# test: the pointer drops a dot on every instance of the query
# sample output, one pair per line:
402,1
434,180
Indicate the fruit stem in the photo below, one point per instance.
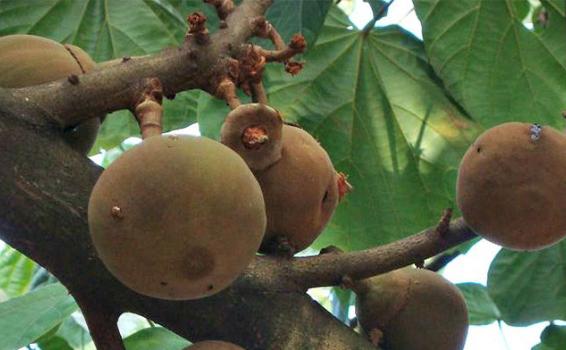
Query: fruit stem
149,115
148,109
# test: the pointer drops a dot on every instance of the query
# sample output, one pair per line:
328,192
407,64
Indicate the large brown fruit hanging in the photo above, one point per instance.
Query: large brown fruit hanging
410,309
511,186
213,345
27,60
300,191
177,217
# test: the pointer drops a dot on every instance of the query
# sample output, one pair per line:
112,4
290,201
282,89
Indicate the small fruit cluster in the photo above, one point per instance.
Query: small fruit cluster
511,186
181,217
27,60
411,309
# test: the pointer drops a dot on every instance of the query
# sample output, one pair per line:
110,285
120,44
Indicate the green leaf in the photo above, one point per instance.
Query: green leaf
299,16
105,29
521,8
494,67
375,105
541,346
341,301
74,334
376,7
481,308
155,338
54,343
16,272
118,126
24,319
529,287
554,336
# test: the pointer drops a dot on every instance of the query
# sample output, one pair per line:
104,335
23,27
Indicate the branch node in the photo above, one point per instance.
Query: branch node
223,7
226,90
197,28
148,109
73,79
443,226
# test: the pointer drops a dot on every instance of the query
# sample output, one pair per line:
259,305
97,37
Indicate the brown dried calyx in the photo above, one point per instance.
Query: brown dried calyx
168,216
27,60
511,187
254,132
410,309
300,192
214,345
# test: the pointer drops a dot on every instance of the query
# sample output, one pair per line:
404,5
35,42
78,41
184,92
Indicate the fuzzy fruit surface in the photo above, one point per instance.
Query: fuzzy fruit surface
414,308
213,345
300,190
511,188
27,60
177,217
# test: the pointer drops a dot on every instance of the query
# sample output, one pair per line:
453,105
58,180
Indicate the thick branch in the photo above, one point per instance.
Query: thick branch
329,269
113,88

--

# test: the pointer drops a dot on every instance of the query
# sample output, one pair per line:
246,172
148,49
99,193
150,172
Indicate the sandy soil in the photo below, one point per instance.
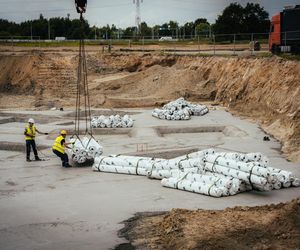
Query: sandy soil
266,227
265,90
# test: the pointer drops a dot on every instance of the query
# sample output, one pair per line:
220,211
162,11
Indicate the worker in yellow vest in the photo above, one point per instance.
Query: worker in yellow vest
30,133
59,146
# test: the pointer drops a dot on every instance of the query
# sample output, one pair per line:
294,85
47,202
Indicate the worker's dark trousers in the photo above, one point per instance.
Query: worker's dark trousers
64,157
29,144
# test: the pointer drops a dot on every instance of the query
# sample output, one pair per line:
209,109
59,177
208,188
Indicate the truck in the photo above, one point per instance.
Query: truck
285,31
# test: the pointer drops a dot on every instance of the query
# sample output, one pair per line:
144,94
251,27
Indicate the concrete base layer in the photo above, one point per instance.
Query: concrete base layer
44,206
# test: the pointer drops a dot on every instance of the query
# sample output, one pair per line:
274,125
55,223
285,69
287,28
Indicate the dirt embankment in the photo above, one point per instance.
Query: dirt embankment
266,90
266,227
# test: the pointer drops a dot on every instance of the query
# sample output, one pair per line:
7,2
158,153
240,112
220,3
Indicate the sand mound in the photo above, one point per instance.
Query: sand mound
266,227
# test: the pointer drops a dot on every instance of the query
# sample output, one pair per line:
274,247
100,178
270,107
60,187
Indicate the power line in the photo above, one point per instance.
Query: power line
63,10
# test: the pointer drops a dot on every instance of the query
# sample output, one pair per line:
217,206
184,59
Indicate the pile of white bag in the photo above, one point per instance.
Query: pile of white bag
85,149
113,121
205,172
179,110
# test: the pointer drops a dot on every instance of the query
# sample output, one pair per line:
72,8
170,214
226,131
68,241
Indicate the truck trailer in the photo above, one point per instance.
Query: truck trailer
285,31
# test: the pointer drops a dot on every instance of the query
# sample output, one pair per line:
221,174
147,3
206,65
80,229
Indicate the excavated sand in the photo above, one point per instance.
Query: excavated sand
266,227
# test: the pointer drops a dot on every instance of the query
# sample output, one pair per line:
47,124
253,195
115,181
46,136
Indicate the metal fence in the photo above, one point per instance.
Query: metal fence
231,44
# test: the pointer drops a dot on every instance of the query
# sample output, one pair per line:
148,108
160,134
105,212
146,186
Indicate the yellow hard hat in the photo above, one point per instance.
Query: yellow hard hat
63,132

What this task involves:
The lines you need are those holding the word "below"; copy each of them from the material above.

Answer to the problem:
Indicate the fruit stem in the photo below, one point per instance.
Indicate the sandy soil in the photo below, one point per instance.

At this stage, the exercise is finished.